*** RECORDS SHOWN
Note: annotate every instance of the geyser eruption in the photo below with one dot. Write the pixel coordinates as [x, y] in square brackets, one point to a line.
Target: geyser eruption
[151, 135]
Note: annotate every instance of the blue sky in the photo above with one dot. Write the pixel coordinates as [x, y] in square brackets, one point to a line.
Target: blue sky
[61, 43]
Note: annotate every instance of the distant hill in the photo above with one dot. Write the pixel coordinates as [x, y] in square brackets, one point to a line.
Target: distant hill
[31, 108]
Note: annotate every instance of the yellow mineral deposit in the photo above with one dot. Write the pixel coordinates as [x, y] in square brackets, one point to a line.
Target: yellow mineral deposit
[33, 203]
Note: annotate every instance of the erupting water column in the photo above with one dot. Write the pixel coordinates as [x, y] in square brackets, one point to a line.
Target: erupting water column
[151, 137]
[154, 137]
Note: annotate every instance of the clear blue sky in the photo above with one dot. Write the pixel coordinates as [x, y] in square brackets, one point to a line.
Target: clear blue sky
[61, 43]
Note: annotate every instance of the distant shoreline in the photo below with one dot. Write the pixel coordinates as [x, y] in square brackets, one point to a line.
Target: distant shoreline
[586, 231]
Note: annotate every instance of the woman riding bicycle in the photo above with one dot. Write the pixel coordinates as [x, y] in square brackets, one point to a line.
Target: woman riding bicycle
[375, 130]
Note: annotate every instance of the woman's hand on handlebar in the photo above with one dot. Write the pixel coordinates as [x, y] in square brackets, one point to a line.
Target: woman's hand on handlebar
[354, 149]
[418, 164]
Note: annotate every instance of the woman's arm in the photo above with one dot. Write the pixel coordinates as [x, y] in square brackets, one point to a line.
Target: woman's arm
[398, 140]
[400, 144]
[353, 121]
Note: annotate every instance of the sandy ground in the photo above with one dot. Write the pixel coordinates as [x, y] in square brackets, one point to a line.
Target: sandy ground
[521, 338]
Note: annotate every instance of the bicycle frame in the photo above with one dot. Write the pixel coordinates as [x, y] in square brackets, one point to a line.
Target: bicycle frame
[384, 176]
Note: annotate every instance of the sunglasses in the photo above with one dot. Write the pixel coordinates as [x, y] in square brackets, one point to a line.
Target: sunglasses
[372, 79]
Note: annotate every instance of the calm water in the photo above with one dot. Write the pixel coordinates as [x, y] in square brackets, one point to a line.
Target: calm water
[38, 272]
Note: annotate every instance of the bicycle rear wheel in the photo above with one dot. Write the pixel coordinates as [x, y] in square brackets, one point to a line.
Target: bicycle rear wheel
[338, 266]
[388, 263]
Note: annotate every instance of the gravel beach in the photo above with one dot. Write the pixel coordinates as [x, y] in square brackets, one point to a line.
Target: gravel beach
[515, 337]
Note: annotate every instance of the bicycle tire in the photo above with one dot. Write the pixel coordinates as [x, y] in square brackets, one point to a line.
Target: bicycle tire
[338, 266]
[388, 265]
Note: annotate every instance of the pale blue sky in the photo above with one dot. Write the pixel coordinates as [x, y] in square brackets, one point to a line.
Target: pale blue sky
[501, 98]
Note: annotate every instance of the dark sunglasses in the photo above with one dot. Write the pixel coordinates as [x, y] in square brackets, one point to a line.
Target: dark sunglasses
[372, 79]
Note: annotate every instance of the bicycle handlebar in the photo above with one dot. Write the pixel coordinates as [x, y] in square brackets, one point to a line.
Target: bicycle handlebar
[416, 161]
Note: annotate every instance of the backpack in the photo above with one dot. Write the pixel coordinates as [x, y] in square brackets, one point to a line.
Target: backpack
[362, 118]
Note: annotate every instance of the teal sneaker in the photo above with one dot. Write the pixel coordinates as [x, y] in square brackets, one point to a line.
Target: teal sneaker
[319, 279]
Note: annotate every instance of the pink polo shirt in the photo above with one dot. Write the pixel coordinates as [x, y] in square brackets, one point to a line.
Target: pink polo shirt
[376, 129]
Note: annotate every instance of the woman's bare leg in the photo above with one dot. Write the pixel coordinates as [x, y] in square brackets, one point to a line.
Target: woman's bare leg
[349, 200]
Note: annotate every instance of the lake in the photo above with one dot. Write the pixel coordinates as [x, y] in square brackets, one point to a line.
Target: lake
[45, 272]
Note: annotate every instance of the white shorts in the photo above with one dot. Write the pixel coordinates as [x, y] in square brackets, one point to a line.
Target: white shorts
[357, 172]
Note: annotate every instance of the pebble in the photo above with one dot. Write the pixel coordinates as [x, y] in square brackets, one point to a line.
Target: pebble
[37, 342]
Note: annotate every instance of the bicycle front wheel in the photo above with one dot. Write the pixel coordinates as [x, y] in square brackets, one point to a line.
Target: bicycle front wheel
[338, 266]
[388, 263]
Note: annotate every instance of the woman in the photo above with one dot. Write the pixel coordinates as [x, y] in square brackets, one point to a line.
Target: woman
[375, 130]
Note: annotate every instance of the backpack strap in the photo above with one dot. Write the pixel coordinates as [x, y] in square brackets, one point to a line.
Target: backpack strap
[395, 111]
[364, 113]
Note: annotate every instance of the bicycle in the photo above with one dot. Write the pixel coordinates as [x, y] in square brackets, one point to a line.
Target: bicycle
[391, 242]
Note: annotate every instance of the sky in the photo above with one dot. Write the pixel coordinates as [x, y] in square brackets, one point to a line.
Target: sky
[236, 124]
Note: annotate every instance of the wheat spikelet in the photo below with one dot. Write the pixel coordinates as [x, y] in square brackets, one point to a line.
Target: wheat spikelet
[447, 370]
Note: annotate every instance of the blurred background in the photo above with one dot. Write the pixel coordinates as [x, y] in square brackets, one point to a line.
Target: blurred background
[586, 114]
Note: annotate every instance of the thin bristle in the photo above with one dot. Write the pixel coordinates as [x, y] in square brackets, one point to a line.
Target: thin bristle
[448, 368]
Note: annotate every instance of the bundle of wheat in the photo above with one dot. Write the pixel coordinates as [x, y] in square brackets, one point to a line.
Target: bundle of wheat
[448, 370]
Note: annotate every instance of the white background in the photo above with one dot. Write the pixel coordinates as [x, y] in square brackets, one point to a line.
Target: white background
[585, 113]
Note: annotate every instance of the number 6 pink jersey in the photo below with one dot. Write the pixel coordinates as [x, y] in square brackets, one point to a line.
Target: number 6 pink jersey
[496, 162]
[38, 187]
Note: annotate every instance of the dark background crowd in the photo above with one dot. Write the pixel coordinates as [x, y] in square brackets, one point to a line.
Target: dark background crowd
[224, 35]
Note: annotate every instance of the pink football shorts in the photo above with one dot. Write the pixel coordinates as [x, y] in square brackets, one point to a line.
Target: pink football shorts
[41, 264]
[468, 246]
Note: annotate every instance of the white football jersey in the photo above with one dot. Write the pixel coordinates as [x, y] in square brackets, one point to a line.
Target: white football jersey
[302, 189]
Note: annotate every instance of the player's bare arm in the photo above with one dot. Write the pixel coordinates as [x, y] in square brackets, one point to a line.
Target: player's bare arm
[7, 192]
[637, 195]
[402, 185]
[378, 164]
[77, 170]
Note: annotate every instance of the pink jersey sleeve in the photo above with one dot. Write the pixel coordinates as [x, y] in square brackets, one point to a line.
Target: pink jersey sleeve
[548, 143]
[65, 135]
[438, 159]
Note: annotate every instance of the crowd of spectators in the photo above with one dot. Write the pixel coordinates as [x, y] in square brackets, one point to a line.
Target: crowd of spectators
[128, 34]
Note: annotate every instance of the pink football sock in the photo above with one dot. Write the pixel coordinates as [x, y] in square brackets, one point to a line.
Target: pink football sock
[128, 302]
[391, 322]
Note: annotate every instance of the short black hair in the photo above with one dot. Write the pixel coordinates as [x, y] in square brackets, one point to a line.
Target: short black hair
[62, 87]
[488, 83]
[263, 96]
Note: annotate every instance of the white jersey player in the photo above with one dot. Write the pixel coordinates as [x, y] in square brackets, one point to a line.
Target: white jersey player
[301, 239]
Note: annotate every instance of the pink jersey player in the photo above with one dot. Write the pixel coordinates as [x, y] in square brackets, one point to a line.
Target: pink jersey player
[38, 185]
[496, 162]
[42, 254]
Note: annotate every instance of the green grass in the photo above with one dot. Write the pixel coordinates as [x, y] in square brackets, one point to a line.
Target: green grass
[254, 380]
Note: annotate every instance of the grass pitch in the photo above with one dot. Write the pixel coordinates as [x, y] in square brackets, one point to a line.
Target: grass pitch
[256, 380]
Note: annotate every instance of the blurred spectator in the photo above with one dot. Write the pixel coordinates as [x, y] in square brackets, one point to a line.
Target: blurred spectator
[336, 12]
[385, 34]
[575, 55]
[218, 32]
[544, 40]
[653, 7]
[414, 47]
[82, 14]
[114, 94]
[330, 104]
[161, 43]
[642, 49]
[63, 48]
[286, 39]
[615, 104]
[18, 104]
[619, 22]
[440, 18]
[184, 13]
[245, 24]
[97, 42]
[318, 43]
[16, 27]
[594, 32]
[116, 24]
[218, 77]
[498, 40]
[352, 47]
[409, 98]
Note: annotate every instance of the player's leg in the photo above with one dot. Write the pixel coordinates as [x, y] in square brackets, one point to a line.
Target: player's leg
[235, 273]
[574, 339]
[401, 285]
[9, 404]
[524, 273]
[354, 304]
******
Scan the records above for the word "below" and return every line where it occurs.

Note: annotate every instance of the geyser eruption in the photo below with one dot. Write the pixel coordinates as [x, y] in square brackets, one point to a line.
Note: annotate every instance of the distant shoreline in the photo below with one dot. Write the pixel coordinates as [x, y] in square brackets, one point to a line.
Note: annotate every instance of the wheat spikelet in the photo below with one dot. Write the pixel coordinates as [x, y] in square brackets, one point to a line.
Note: annotate every instance of the number 6 pink jersey in the photo below with one dot. Write the pixel coordinates as [x, y] in square brackets, one point to a line.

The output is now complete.